Problem statement -> Will you extract the entries word for word? Images should not appear in the copy.
[begin Supplied material]
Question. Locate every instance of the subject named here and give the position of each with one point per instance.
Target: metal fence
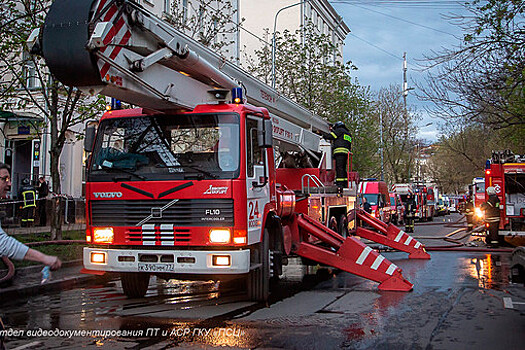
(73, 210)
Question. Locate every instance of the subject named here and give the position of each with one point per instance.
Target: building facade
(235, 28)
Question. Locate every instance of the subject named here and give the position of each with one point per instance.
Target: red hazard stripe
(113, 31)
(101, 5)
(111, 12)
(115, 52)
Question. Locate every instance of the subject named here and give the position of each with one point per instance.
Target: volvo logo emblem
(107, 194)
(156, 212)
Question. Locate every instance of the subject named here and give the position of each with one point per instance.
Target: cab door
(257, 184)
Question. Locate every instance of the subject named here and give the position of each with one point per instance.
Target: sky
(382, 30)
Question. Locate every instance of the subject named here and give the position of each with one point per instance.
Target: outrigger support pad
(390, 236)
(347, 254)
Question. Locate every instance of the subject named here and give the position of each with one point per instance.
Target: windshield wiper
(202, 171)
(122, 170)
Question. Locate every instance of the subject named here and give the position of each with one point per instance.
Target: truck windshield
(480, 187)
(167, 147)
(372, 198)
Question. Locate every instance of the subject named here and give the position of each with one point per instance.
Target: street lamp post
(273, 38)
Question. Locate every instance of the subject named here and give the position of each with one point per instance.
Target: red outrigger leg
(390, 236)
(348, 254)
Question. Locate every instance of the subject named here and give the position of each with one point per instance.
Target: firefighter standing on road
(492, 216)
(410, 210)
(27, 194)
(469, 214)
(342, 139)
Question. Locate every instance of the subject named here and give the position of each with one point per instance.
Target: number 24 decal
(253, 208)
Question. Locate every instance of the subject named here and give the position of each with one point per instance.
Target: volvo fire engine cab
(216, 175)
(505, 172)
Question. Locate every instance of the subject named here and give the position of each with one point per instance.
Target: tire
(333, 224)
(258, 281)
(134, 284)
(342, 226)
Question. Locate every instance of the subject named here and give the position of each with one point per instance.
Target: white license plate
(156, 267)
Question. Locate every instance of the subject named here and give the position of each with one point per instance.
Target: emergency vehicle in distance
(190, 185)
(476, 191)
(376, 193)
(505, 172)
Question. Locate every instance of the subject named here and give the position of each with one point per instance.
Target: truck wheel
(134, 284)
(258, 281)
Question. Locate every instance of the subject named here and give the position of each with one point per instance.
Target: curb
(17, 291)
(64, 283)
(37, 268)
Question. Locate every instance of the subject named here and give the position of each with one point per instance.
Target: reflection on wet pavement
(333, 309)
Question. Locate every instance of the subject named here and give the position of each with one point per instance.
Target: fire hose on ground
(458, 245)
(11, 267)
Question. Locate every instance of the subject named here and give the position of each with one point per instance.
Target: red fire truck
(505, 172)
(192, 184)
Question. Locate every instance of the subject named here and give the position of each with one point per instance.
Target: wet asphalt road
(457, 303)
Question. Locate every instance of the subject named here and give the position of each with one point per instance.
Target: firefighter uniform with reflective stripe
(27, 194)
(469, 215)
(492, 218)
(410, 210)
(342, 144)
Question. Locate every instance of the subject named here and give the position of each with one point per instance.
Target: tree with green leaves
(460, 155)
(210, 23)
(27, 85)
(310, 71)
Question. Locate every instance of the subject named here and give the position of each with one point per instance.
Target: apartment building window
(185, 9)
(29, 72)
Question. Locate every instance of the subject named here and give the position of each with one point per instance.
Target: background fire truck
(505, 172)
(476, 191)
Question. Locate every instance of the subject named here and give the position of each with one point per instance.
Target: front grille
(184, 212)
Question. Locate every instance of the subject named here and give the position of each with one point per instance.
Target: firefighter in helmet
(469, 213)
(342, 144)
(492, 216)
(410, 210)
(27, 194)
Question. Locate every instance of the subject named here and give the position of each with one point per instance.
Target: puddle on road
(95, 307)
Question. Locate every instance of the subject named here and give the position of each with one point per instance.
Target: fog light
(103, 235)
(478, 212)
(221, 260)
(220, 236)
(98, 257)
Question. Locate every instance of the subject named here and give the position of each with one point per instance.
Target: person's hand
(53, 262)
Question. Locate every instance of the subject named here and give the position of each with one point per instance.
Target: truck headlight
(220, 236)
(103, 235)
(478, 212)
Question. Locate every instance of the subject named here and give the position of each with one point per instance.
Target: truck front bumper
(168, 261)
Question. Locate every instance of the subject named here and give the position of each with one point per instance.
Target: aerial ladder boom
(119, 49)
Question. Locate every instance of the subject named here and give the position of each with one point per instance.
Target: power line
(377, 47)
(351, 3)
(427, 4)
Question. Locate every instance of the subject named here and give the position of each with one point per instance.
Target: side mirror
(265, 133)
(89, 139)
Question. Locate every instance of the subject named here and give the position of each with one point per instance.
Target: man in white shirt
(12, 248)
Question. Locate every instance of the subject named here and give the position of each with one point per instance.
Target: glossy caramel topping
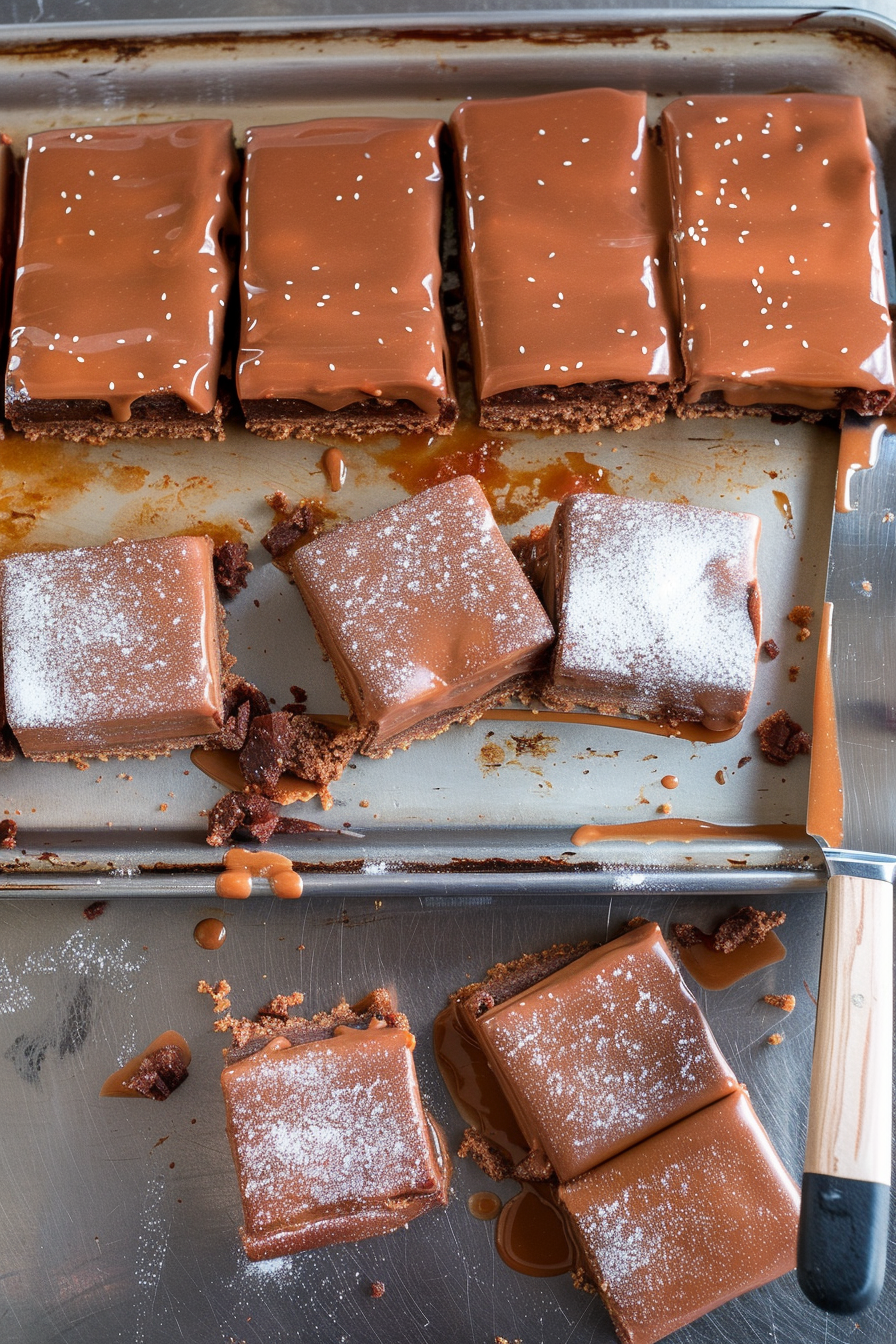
[end Supplied material]
Answer to the task ->
Question. Locate every instance of the subject named here and give the position of each with one point per instance.
Target: metal fence
(73, 210)
Question. Locate every instance of the subject named here and give the position of each with one point per instance.
Target: building facade
(235, 28)
Question. Locate every instance of the subject named here and give the position of each with one point per instance.
Target: red hazard stripe
(113, 31)
(101, 5)
(111, 12)
(115, 52)
Question. Locate every instance of the subject named here and give the position of each with one point per instance.
Target: volvo logo emblem
(107, 194)
(156, 212)
Question. Locate every instance of the subject named here and give the position of each with one point per instance.
Target: cab door
(257, 184)
Question. Locate every instance of the subject named here and give the position of each with one point per instance.
Target: sky
(382, 30)
Question. Locate every instance of the subject named here and give the position of each with one point per instance.
Target: outrigger support pad
(390, 236)
(347, 254)
Question. Locate every instance of the subject named here and give the position of each with one point per instance.
Target: windshield wiper
(202, 171)
(122, 170)
Question. Locate every instance of the subject named here and give the position of each with one point per instance.
Target: truck windshield
(480, 187)
(167, 147)
(372, 198)
Question. Locate every instance of the subject named here and give the position of each with one point per instance.
Target: street lamp post
(273, 38)
Question. Locate every instance of the subject named here and give the position of each with one point per instance.
Target: red outrigger leg
(390, 236)
(348, 254)
Question. Locate every instance of the subject named here and give the position of each with one point per instance.
Target: firefighter standing on road
(492, 216)
(410, 210)
(27, 194)
(469, 214)
(342, 139)
Question. Locate every instance of the subject named here and give the position of each with one point per instance.
Target: number 24 decal
(253, 208)
Question. Locate every instance of the subject named here and give the position of each with one point per instance.
Target: volvo fire engine cab
(216, 175)
(505, 172)
Question. Locate every instance of the subject named here and give the position of each with one point per instance.
Target: tire
(333, 224)
(258, 281)
(134, 284)
(342, 226)
Question. Locate every instance of the subject named here and give the position of each with one point per instance.
Target: white license plate
(156, 267)
Question. Locate every instance of the subject named here and give the position of each with one point per instance.
Target: emergency vehicle in distance
(190, 185)
(476, 191)
(376, 193)
(505, 172)
Question. Locate every instance of the subject named here and give the position of each with one point per instance.
Target: truck wheel
(134, 284)
(258, 281)
Question. Locate every instance of the subject named here and give the position of each with one point per instance.
Target: curb
(17, 291)
(64, 283)
(37, 268)
Question. Locate every instance of the subject named here and give the position of each with one point per instance.
Target: reflection on wet pavement
(333, 309)
Question. Locate every instance of the subject named here and give the position of each with one point per instance.
Target: fire hose on ground
(458, 245)
(11, 267)
Question. Locate every instance of the subject named here and give the position of each with one point per instance.
Target: red fire truck
(505, 172)
(192, 184)
Question. Locate every instance of the subject named here and give the position of each with one point per instance.
Target: wet asphalt road
(457, 303)
Question. Locate every instance of the subject named here and give the position of each with one point per instance.
Target: firefighter uniform with reflective stripe
(27, 194)
(469, 215)
(492, 218)
(410, 210)
(342, 144)
Question. Locate every instance of the subject named here and give the position of each with one point per instance.
Target: tree with green leaves
(460, 155)
(210, 23)
(27, 85)
(310, 71)
Question. Locate every instance of the subject named here and give the position of each with one point per instance.
Target: apartment building window
(185, 9)
(29, 72)
Question. Locate every instance of the subject named here and give the position of each with one point per instance.
Target: background fire truck
(505, 172)
(476, 191)
Question. Locate every instance of the subject named here and give the position of each with one point per instance.
Target: front grille
(184, 212)
Question. Locate every instance of the subject named here and give the position of each with one point per instance.
Target: firefighter in helmet
(469, 213)
(342, 144)
(492, 216)
(410, 210)
(27, 194)
Question. Locate every instance of the subject named here and give the position of each with one point per instance.
Target: puddle on road
(95, 307)
Question. Locate every instance of the subject named here and give the position of each with one point per instance.
Target: fog light
(103, 235)
(478, 212)
(221, 260)
(220, 236)
(98, 257)
Question. Locate every instance of the subject named here and give the position of each with one point per instance.
Target: person's hand
(53, 262)
Question. Locate every instance of the subject named here and give the position of each with one point per instance.
Target: truck headlight
(220, 236)
(103, 235)
(478, 212)
Question. Locate every instance of the subject named here and give the position of each with one point per instance.
Target: truck front bumper
(168, 261)
Question. Locate every instance of the subject named here and give the position of each with one point per instance.
Target: aerial ladder boom
(119, 49)
Question. Locate every instance of the subject named here and give the position of each with one point per instance.
Target: power line
(377, 47)
(351, 3)
(427, 4)
Question. Locate every instance of the subject named here and give the position of each with one point per instance.
Target: side mirror
(265, 133)
(89, 139)
Question. Locate every instance of the subject named here and give the position of each with one point per instance.
Target: man in white shirt
(12, 248)
Question. Locate every instance of the subject named here and give the position of each with one point per instance.
Target: glossy caramel topping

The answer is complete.